Intentos fallidos - Runrun
Sebastián de la Nuez May 23, 2023 | Actualizado hace 2 meses
Intentos fallidos
Esta nota surge a partir del libro de Carlos Blanco, Gran marcha hacia el abismo (Kalathos Ediciones, Madrid, 2023) y de una certeza: no habrá una novela total que encierre ese abismo en sus páginas; la obra magna acerca del pueblo que desesperó de su democracia y la dejó perder en manos de un golpista será siempre elusiva, inabarcable.
Esta que se reseña tiene los méritos de la ficción descarnada que viene del desasosiego y se dirige al cinismo, recrea la búsqueda épica del paraíso por las cloacas del infierno

 

@sdelanuez

Lo primero que debe decirse sobre Carlos Blanco es que es el cerebro tras la candidata María Corina Machado. Ambos comparten, entre otras ideas, una certeza muy llevada y traída por estos días: el actual CNE no es apto en absoluto para organizar unas elecciones primarias de la oposición, y sanseacabó.

Pero Carlos Blanco no se ha conformado con su rol de asesor político de quien podría suceder ―por qué no― a Nicolás Maduro en Miraflores. Ha querido convertirse en escritor. Un escritor literario con todo lo que ello trae consigo. El primer producto de esa determinación es una novela, como mínimo, interesante: Gran marcha hacia el abismo. Fue presentada oficialmente en Madrid el pasado 4 de mayo y en el acto se encontraban, entre otras preclaras figuras de la vida venezolana fuera de Venezuela, Diego Arria, Antonio Ledezma y Miguel Henrique Otero, además de un tal Sebastián de la Nuez a quien el editor David Malavé, vaya usted a saber por qué, encargó decir unas palabras sobre los valores literarios del libro, ya que Ledezma y Otero tocarían aspectos más bien políticos.

Esta nota es, entonces, versión revisada de tal intervención.

Debe decirse algo de entrada sobre la obra, de unas 370 páginas de envergadura: revela, pone en juego, las herramientas de alguien que maneja el oficio de narrar. Aun cuando lo primero que hizo Carlos Blanco, al final, cerrando el acto, fue contradecir la idea de que quien escribe el libro es un Carlos Blanco escindido o demediado, es decir, un tipo que hasta ahora había permanecido agazapado bajo el caparazón del otro Carlos Blanco, debo insistir en ello: es lo único que puede explicar el salto del director ejecutivo de la Copre (Comisión Presidencial para la Reforma del Estado, creación de Jaime Lusinchi en los años ochenta) a este otro que abre las vísceras de gente reconocible, sacando pus, caca y restos de un preservativo roto. Por crudo que suene.

**ÍTEMS PROPORCIONADOS:**
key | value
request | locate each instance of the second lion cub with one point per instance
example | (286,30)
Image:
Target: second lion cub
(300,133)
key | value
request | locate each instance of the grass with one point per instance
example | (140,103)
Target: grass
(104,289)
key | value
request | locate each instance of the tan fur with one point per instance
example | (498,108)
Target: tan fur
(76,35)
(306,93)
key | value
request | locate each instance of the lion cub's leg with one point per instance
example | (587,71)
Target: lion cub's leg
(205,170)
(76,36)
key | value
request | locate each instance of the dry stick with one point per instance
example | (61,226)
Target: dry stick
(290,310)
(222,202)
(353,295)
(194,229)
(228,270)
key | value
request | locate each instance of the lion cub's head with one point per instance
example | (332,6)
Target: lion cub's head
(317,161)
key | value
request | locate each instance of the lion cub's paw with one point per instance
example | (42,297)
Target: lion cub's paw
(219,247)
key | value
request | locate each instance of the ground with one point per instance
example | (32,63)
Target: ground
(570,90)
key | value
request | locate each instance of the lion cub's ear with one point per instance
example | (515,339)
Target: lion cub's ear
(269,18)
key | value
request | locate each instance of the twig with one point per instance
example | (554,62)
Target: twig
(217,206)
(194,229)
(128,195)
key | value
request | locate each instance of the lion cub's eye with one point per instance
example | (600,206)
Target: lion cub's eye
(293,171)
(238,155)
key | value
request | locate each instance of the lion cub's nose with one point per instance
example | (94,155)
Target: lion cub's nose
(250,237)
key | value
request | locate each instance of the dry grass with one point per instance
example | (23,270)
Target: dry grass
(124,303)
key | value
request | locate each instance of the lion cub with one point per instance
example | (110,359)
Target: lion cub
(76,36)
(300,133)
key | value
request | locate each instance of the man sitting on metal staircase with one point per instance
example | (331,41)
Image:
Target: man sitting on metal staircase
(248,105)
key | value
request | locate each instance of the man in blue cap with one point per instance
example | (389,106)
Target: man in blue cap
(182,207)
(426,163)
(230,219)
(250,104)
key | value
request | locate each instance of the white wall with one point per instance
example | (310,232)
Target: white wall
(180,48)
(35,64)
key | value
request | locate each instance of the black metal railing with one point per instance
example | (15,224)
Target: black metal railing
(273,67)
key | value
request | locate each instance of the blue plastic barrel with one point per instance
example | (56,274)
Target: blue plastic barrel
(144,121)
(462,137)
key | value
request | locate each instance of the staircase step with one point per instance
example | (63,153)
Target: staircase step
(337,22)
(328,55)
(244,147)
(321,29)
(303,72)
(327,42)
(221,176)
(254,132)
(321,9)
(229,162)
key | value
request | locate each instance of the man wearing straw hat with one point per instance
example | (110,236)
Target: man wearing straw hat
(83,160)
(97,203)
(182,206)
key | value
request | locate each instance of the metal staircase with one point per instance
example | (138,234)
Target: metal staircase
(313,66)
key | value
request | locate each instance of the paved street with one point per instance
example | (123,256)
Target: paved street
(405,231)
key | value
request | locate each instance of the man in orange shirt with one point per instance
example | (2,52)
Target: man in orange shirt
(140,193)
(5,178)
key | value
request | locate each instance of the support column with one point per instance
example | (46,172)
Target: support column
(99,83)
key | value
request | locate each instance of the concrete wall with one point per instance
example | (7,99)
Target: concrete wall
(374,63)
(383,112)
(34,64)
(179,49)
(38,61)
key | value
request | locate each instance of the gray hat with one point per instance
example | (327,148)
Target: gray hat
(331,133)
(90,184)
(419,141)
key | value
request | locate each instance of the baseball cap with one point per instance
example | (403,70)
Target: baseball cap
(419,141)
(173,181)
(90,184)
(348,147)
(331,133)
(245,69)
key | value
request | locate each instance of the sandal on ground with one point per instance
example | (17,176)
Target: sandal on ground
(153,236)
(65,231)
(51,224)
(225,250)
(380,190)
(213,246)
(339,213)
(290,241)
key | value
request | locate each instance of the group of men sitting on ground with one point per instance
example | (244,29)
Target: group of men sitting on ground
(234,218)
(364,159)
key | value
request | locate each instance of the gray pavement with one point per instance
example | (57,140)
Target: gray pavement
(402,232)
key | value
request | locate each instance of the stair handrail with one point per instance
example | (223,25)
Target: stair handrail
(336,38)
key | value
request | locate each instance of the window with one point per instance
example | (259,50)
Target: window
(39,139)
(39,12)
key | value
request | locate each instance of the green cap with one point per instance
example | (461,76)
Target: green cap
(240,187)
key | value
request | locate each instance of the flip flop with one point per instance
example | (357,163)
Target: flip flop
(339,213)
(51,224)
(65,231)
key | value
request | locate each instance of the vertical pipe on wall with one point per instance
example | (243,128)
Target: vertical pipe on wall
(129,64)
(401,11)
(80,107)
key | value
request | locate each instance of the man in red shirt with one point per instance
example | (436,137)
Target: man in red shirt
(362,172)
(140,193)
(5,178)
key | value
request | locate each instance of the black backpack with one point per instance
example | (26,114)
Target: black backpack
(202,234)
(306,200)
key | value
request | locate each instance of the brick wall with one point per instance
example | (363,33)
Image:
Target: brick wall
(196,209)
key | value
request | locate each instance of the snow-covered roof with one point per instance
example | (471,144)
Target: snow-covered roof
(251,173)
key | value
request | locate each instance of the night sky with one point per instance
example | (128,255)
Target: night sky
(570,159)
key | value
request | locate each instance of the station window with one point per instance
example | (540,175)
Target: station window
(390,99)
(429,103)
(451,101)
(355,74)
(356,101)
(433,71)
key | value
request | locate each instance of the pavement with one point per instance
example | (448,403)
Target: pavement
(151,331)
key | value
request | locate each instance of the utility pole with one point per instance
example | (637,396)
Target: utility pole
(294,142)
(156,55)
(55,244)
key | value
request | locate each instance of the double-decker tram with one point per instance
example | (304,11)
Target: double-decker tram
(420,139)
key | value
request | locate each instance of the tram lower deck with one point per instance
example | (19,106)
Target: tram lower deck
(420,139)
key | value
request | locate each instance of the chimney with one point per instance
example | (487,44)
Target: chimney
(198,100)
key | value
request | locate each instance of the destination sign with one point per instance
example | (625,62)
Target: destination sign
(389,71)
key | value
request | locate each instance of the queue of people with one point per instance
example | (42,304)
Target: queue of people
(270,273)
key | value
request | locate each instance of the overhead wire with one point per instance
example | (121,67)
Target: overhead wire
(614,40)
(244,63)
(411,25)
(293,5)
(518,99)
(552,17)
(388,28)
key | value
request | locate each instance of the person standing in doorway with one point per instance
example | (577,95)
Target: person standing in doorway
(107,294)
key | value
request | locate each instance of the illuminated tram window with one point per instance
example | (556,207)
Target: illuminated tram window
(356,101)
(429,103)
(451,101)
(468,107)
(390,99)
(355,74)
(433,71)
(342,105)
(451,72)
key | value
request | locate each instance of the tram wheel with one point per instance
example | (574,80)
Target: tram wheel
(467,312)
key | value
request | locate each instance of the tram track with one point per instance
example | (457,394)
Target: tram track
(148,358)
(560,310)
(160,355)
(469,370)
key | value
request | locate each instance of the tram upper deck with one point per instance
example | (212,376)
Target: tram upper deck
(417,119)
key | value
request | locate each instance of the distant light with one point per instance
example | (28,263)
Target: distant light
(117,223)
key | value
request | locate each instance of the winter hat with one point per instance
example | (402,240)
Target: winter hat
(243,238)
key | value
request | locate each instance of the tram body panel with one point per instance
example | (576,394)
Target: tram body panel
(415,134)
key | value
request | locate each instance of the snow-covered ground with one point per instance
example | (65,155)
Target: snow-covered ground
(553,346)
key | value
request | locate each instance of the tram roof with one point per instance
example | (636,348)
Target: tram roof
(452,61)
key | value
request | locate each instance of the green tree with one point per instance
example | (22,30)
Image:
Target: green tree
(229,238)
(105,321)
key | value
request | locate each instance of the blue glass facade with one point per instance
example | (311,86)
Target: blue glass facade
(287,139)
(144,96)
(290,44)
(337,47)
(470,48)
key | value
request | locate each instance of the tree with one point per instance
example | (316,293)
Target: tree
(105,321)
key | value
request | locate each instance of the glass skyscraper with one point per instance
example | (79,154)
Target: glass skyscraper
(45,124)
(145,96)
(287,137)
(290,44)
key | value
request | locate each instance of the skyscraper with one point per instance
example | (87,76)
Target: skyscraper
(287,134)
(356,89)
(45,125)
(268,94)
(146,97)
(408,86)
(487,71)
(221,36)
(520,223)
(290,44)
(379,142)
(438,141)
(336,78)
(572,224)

* * *

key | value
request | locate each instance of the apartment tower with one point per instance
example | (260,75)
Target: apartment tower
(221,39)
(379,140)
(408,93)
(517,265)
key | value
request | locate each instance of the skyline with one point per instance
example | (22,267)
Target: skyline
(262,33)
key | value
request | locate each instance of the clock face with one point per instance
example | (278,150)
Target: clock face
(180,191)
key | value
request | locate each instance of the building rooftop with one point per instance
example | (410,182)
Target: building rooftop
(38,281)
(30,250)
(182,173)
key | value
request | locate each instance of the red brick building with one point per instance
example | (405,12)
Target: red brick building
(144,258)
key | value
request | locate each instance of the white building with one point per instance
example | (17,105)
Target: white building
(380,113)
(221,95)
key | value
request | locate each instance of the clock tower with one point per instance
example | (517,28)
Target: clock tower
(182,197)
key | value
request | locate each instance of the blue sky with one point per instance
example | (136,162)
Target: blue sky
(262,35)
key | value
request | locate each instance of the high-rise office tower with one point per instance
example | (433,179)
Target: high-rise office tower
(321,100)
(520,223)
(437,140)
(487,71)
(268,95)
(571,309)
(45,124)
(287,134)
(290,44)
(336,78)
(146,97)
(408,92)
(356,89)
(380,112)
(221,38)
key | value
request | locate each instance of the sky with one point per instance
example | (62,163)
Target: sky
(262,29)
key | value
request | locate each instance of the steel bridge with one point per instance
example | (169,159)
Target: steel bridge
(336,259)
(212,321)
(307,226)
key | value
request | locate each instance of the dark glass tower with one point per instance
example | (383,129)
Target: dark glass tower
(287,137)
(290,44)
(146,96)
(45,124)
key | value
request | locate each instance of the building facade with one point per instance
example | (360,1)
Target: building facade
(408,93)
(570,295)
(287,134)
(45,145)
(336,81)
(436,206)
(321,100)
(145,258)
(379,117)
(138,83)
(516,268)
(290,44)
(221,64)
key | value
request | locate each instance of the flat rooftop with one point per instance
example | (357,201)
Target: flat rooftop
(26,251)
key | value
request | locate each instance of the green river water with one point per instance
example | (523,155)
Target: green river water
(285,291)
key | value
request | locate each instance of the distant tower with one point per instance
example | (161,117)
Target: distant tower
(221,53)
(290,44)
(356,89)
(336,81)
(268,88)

**EJERCICIO PROPUESTO 1:** Según la reseña, ¿por qué insiste su autor en que el libro lo escribe un Carlos Blanco escindido o demediado? Responda en una a tres oraciones.
**EJERCICIO PROPUESTO 2:**
Conteste estas preguntas a partir de la reseña:
(a) ¿Dónde y en qué fecha se presentó oficialmente la novela?
(b) ¿Cuántas páginas tiene aproximadamente la obra?
(c) ¿Quién creó la Copre y en qué década?
**EJERCICIO PROPUESTO 3:** Escriba la continuación de la reseña sobre la novela de Carlos Blanco a partir de su última oración.
Los ítems no tienen ningún papel en este trabajo.

**RESPUESTA FINAL 1:** El autor insiste en ello porque, según afirma, es lo único que puede explicar el salto del director ejecutivo de la Copre a un escritor que abre las vísceras de gente reconocible.

**RESPUESTA FINAL 2:**
(a) En Madrid, el 4 de mayo.
(b) Unas 370 páginas.
(c) Jaime Lusinchi, en los años ochenta.

**RESPUESTA FINAL 3:**
El otro Carlos no hubiese sido capaz de esto. El otro, que uno conoció atildado, institucional, preclaro, circunspecto y empeñoso, andaba con pinzas tratando de salvar al país de lo que sin duda sobrevendría si no se hacía algo. Pero esa del antiguo Carlos en medio de lo que pudo haber sido y no fue, es otra historia. Aunque sea la misma.

***

Ahora, después de viejo o poco antes de serlo, escribe novelas porque dice que no hay mejor forma de contar una realidad tan esperpéntica como la venezolana; o sea, que ningún instrumento narrativo puede con eso excepto la novela. Cosa perfectamente plausible; la dibujó hace años el ensayista marabino Miguel Ángel Campos cuando escribió que, si la realidad que nos toca en suerte resulta más desquiciante que cualquier ficción, debe abordarse «desde los intentos parciales y, en consecuencia, fallidos; es la única posibilidad de reconocerla desde dentro».

Esa de Campos es una verdad como un templo. Desde hace tiempo, algunos se han preguntado, en tono de reclamo, dónde está esa gran novela venezolana de estos tiempos, la que debe recoger el summum de la debacle, la postración del pueblo, la oscura deriva del populismo militarista. ¿Dónde, ah? Hay quienes esperan por la Cien años de soledad venezolana, o aluden como referente La guerra del fin del mundo con el protagonismo de un Conselheiro de verruga y bemba.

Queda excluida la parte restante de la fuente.